━━━ EXTRACTED TEXT ━━━

Toretsk human rights activists claim that the level of drinking water supply remains low during emergencies. They say that although the town and regional authorities report they are delivering tonnes of water, this amount is not sufficient for everyone, and this water is technical not for drinking.
“There is another problem that they prefer not to talk about: all technical departments of the Water of Donbas company, engaged in water supply throughout the Donetsk region, in particular, engineers and technicians, are in the occupied territories. In the government-controlled territory, there is only the head office. That is, the entire Donetsk region is completely controlled by the occupying power. And who can control water quality? We are always concerned about a possibility that someone on the other side may intentionally contaminate the water, and people on our side will fail to notice it in time,” Yelets says.
After the January emergency, UHHRU human rights activists addressed several inquiries to local authorities asking them to explain when the situation with water supply would be resolved. “The first right we defend is the right to life. Therefore, the right to drinking water, which we are deprived of, is important. We ask why this happens,” Yelets insists.
Earlier, the answers to those inquiries indicated that a water supply system from Slovyansk via Kramatorsk would be built one day, on which it is necessary to spend UAH 5-6 billion, and there are no funds. An option of treatment of water from mines was also mentioned.
“Now, the situation seems to get under way. Chairperson of the Donetsk Regional Military-Civil Administration Pavlo Kyrylenko said that a decision had been adopted to allocate funds for the preparation of project documentation for the construction of a filtration station. Earlier, we were told that it was dangerous to build such a station on the line of contact. We, the locals, have always been astonished at those statement because schools, kindergartens and new facilities are being built in the town. The documents are expected to be prepared by May, and the filtration station is to be built by the end of 2021. From then on, water for Toretsk will be filtered on the spot, not in Horlivka,” the human rights activist says, noting that, according to officials, about UAH 200 million needs to be found for the implementation of this project.

━━━ INFORMATION GIVEN ━━━

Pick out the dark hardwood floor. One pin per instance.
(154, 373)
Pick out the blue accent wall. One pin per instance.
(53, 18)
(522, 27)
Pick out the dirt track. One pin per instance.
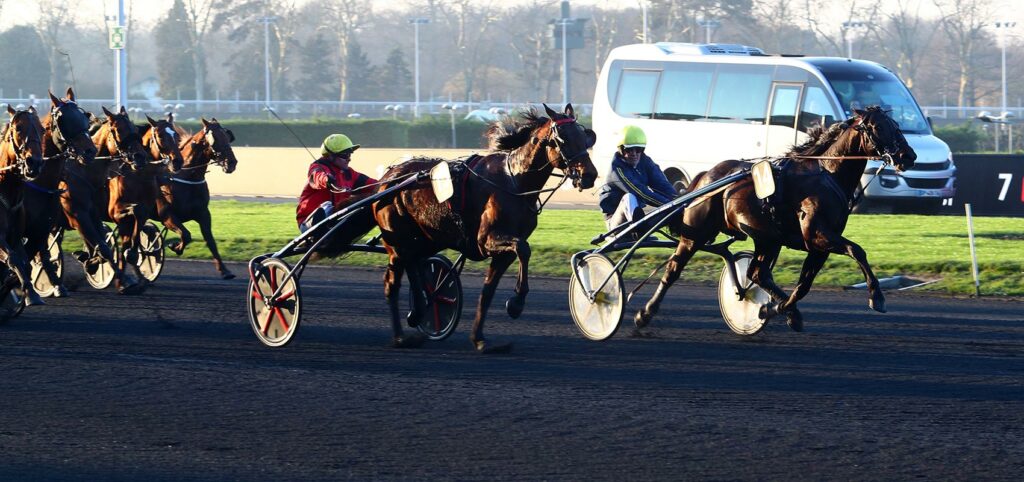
(172, 385)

━━━

» LIST OF TASKS:
a) List every town or city named in the passage about water supply in Toretsk.
b) Write out, word for word, the part of the passage about water supply in Toretsk from "After the January" to "was also mentioned.".
These rows have no connection to the passage about water supply in Toretsk.

» ANSWERS TO THE EXERCISES:
a) Toretsk, Slovyansk, Kramatorsk, Horlivka

b)
After the January emergency, UHHRU human rights activists addressed several inquiries to local authorities asking them to explain when the situation with water supply would be resolved. “The first right we defend is the right to life. Therefore, the right to drinking water, which we are deprived of, is important. We ask why this happens,” Yelets insists.
Earlier, the answers to those inquiries indicated that a water supply system from Slovyansk via Kramatorsk would be built one day, on which it is necessary to spend UAH 5-6 billion, and there are no funds. An option of treatment of water from mines was also mentioned.